— START OF EXTRACT TO READ —

I dedicate this talk to the memory of my father, Rabbi Morris N. Kertzer, whose 25th Yahrtzeit I am observing this week.


Today we read the first portion of the book of Shemot, which we also call by its Greek name, Exodus. The book begins with the names (in Hebrew, Shemot) of the sons of Israel who come to Egypt with their families. Joseph dies. Over the years the Israelites are fruitful and multiply, to the consternation of the Egyptians, and ultimately a new Pharaoh arises who conscripts the Israelites into forced labor. Still the Jewish population keeps increasing, so they are ordered to kill their sons upon birth. The sedrah goes on to tell the miraculous story of the rescue of the infant Moses, his attainment of adulthood, his killing of an Egyptian and flight to Midian, and the episode with the burning bush where God speaks to Moses and tells him it will be mission, with God’s help, to free his people and bring them to the Promised Land.

Moses protests but God prevails. Moses and his family return to Egypt, Moses speaks first to the elders of Israel and then to Pharaoh about liberation. Pharaoh reacts by making the work even heavier for the Israelites who are dismayed. The sedrah ends with the Divine promise to Moses that God will free the people.

— END OF EXTRACT TO READ —

[DIRECTIONS]
Transcribe part of the talk on Shemot word for word, starting at the words "Today we read" and stopping after the words "the Promised Land.". The entries that follow were drawn from a separate source.

— START OF LISTING —

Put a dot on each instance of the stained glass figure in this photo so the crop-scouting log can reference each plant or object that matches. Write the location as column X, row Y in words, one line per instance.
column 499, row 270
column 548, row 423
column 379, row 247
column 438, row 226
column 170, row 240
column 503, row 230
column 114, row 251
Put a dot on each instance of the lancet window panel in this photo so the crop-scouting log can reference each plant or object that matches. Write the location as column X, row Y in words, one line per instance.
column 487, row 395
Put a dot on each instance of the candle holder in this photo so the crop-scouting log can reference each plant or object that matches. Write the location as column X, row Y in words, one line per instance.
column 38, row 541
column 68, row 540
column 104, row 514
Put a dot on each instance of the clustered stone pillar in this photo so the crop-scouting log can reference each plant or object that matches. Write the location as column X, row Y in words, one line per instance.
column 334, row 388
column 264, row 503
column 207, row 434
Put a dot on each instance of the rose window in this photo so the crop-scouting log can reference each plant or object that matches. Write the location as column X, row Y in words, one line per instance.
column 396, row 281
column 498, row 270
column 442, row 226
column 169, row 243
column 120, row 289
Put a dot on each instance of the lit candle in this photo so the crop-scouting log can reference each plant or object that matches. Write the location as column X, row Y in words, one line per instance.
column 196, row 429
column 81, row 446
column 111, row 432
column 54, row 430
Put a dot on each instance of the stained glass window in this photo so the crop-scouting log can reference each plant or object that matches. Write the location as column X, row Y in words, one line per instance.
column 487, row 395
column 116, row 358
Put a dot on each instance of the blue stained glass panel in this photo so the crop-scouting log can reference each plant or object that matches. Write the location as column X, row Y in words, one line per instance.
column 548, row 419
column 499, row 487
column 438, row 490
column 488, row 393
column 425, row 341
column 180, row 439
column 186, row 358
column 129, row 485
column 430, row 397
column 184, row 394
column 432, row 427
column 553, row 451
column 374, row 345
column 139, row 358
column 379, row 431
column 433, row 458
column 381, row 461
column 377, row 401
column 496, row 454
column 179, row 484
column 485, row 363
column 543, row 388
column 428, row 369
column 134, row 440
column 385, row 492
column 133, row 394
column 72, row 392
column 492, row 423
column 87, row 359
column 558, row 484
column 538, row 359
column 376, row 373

— END OF LISTING —

[OUTPUT OF THE TASK]
Today we read the first portion of the book of Shemot, which we also call by its Greek name, Exodus. The book begins with the names (in Hebrew, Shemot) of the sons of Israel who come to Egypt with their families. Joseph dies. Over the years the Israelites are fruitful and multiply, to the consternation of the Egyptians, and ultimately a new Pharaoh arises who conscripts the Israelites into forced labor. Still the Jewish population keeps increasing, so they are ordered to kill their sons upon birth. The sedrah goes on to tell the miraculous story of the rescue of the infant Moses, his attainment of adulthood, his killing of an Egyptian and flight to Midian, and the episode with the burning bush where God speaks to Moses and tells him it will be mission, with God’s help, to free his people and bring them to the Promised Land.